[Source excerpt]
Note that 'hw.physmem=2G' is using power of 2 units (so 2 * 2^30),
not power of 10.
 
> hw.usermem: 1.9G
> hw.realmem: 2.15G
> 
> devinfo -rv shows:
> ram0: 
> 
> 0x00-0x9f3ff 
> 0x10000000-0xbfedffff 
> 0xbff00000-0xbfffffff
> 
> Here, looks like it is showing the full 3 GB mapping.

ram0 is reserving address space, so it always claims all of the memory 
installed.

> Now, how do I know which is that 1 GB available memory (In Linux, this 
memory is shown as reserved in /proc/iomem under System RAM) ? Also, which 
function(similar to ioremap) should I call to map the physical address to 
virtual address?

There is currently no way to see the memory above the cap you set.  In the 
kernel you could perhaps fetch the SMAP metadata and walk the list to see if
there is memory above Maxmem (and if so it is presumably available for use).

[Entries supplied]
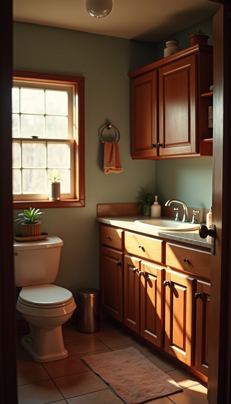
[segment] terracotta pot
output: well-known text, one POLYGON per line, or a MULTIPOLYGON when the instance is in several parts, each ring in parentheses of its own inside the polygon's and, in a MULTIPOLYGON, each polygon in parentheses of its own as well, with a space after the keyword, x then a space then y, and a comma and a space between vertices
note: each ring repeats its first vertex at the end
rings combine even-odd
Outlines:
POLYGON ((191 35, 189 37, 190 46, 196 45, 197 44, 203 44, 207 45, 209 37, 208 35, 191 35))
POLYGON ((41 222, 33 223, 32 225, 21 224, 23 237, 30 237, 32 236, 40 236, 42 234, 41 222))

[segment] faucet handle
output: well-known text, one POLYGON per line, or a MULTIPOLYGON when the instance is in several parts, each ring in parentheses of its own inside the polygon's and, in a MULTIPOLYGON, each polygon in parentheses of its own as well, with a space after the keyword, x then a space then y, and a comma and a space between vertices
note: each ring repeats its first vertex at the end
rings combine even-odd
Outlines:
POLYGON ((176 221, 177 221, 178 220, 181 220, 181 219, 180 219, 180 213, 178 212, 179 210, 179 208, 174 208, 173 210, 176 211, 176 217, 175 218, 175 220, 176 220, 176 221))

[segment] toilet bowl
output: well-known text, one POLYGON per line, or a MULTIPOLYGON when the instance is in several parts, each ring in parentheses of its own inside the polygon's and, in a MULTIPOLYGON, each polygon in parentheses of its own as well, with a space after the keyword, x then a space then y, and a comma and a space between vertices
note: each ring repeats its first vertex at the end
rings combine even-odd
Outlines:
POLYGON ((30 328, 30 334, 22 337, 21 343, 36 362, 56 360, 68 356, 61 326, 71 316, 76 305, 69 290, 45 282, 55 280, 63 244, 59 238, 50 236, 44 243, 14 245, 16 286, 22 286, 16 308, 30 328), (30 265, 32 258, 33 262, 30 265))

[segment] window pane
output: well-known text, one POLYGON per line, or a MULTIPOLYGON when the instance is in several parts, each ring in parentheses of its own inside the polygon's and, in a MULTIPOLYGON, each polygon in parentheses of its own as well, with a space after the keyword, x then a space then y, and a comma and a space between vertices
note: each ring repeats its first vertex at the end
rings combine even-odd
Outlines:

* * *

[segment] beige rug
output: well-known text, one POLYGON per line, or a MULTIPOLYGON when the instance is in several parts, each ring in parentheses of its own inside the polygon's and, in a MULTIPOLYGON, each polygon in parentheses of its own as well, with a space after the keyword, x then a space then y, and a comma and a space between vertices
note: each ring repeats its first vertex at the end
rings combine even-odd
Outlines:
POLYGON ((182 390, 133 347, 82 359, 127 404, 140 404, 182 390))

[Required work]
a - In the reply about hw.physmem, shorten the paragraph that begins "There is currently no way to see the memory" while keeping its main facts.
b - Summarize the reply about hw.physmem in two sentences.
c - Carry on the reply about hw.physmem from the point where it stops.

[Replies]
a - Memory above the set cap can't currently be seen. Within the kernel, one could fetch the SMAP metadata and walk its list to check for memory above Maxmem, which would presumably be available for use.

b - The setting 'hw.physmem=2G' uses power-of-2 units rather than power-of-10 units, and ram0 reserves address space, so it always claims all installed memory. There is currently no way to see memory above the set cap, though in the kernel one could fetch the SMAP metadata and walk its list to find memory above Maxmem, which would presumably be available for use.

c -
However, to map it you would need to use pmap_*() routines directly.

Alternatively, you could abuse OBJT_SG by creating an sglist that describes
the unused memory range and then creating an OBJT_SG VM object backed by
that sglist.  You could then insert that VM object into the kernel's address
space to map it into the kernel, or even make it available to userland via
d_mmap_single(), or direct manipulation of a process' address space via an
ioctl, etc.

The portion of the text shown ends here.